Rewrite the records below, substituting "contour" for "outline" and leaving everything else unchanged.

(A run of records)
----------

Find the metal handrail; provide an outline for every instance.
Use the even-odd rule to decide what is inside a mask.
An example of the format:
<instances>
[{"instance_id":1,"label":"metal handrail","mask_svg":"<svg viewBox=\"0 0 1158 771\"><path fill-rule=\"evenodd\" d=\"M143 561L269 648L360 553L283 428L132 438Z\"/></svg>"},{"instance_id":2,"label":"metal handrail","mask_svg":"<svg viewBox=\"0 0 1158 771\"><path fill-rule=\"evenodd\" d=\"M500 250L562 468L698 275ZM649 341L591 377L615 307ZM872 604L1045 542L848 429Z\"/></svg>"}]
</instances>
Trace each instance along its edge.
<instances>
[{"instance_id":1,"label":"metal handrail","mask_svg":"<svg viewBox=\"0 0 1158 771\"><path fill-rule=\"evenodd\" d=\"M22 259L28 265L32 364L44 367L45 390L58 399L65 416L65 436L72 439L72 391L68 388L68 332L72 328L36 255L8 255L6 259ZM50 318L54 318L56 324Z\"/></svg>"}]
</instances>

----------

→ WRITTEN RESPONSE:
Find the metal handrail; provide an contour for every instance.
Use the even-odd rule to decide what is inside a mask.
An example of the format:
<instances>
[{"instance_id":1,"label":"metal handrail","mask_svg":"<svg viewBox=\"0 0 1158 771\"><path fill-rule=\"evenodd\" d=\"M143 561L269 648L360 553L283 428L132 438Z\"/></svg>"},{"instance_id":2,"label":"metal handrail","mask_svg":"<svg viewBox=\"0 0 1158 771\"><path fill-rule=\"evenodd\" d=\"M500 250L562 468L698 275ZM649 341L591 377L615 307ZM872 604L1045 542L848 429Z\"/></svg>"}]
</instances>
Trace each instance along its edge.
<instances>
[{"instance_id":1,"label":"metal handrail","mask_svg":"<svg viewBox=\"0 0 1158 771\"><path fill-rule=\"evenodd\" d=\"M22 259L28 265L32 364L44 367L45 390L58 399L65 416L65 436L72 439L72 391L68 388L68 332L72 328L36 255L8 255L6 259ZM50 318L54 318L56 324Z\"/></svg>"}]
</instances>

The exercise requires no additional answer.